▶ TEXTE
<<<<
Art moderne

Puy, un fauve trop discret

Par Sophie Flouquet · L'ŒIL

Le 4 décembre 2007 - 1077 mots

Relégué au second plan derrière les grands fauves, Jean Puy était pourtant de ceux dont les toiles affirmèrent, au Salon d’automne de 1905, le primat de la couleur.

C’est pour rendre hommage à Jean Puy (1876-1960), artiste mal connu, que le musée Paul Dini de Villefranche-sur-Saône lui consacre une exposition envisagée sous l’angle de ces amitiés artistiques nouées au début du XXe siècle.

La bande des cinq
Puy, Matisse, Camoin, Marquet et Manguin : les cinq « pères », comme ils s’appelaient entre eux, se rencontrèrent à Paris au tournant du siècle. Fils d’industriels de la région de Roanne, Jean Puy débarque à Paris en 1897, après avoir entrepris une formation au sein de l’école des beaux-arts de Lyon. Inscrit à l’Académie Jullian, il préfère finalement intégrer l’atelier d’Eugène Carrière, réputé pour sa plus grande liberté d’esprit. C’est là qu’il croise Matisse avec qui il noue des liens durables. Matisse lui fait alors rencontrer la bande des élèves de Gustave Moreau : Camoin, Marquet et Manguin.
Tous partagent un même goût pour l’anticonformisme. Si Jean Puy profite de son installation à Paris pour se frotter aux maîtres dans les salles du musée du Louvre, il découvre dans les galeries Bonnard et Renoir, mais avoue une incompréhension pour le travail de Picasso. La bande des cinq se frotte d’abord à l’impressionnisme, découvert grâce au legs Caillebotte, entré en 1896 au musée du Luxembourg. Jean Puy apprécie ce travail sur la touche et la palette, mais trouve la voie limitée. De 1901 à 1904, le groupe vit ainsi une stimulante émulation et tente de dépasser l’impressionnisme. La division de la touche les passionne un temps, puis ils cherchent à exalter la couleur pure, dans une filiation revendiquée avec Van Gogh et Cézanne. Autant d’efforts qui aboutiront au coup d’éclat de 1905 et à la création du mouvement « fauviste ».
>>>>
▶ EXTRAIT DES DONNÉES
<<<<
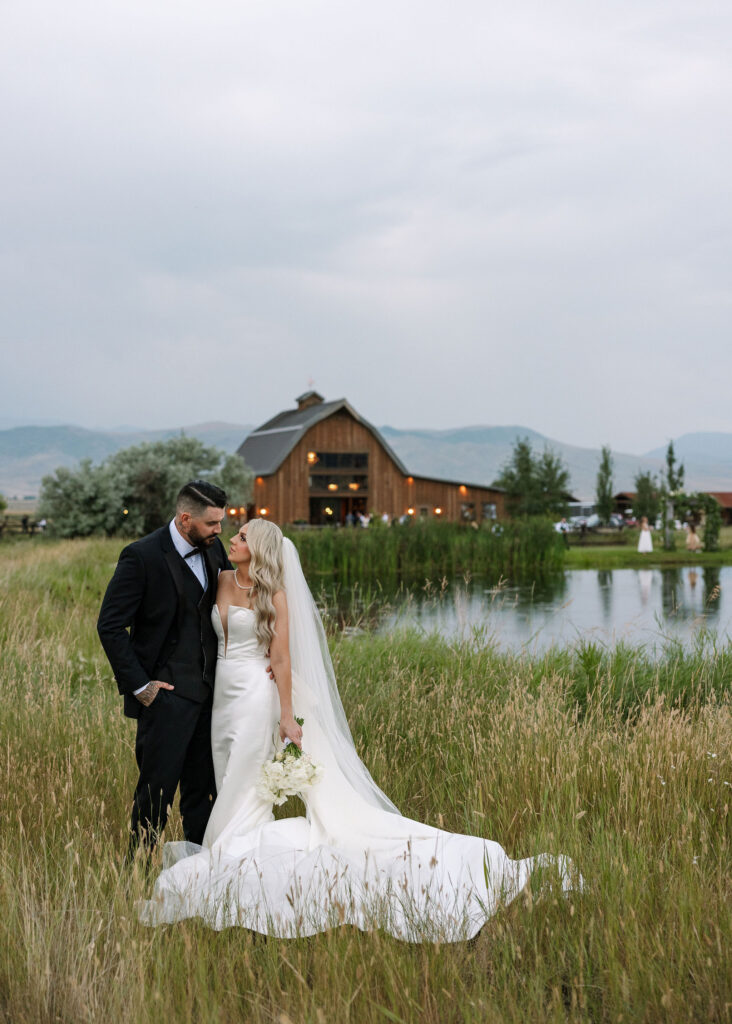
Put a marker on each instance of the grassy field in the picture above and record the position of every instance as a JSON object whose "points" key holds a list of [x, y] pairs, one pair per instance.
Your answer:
{"points": [[621, 763], [618, 551]]}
>>>>
▶ CONSIGNES ÉCRITES
• 1. D'après l'article, en quelle année Jean Puy s'installe-t-il à Paris ?
• 2. Reproduisez à l'identique le passage de l'article compris entre « Art moderne » et « du XXe siècle. », ces deux bornes incluses.
Seul l'article doit servir de source.

▶ RÉPONSES AUX CONSIGNES
• 1. En 1897.

• 2.
Art moderne

Puy, un fauve trop discret

Par Sophie Flouquet · L'ŒIL

Le 4 décembre 2007 - 1077 mots

Relégué au second plan derrière les grands fauves, Jean Puy était pourtant de ceux dont les toiles affirmèrent, au Salon d’automne de 1905, le primat de la couleur.

C’est pour rendre hommage à Jean Puy (1876-1960), artiste mal connu, que le musée Paul Dini de Villefranche-sur-Saône lui consacre une exposition envisagée sous l’angle de ces amitiés artistiques nouées au début du XXe siècle.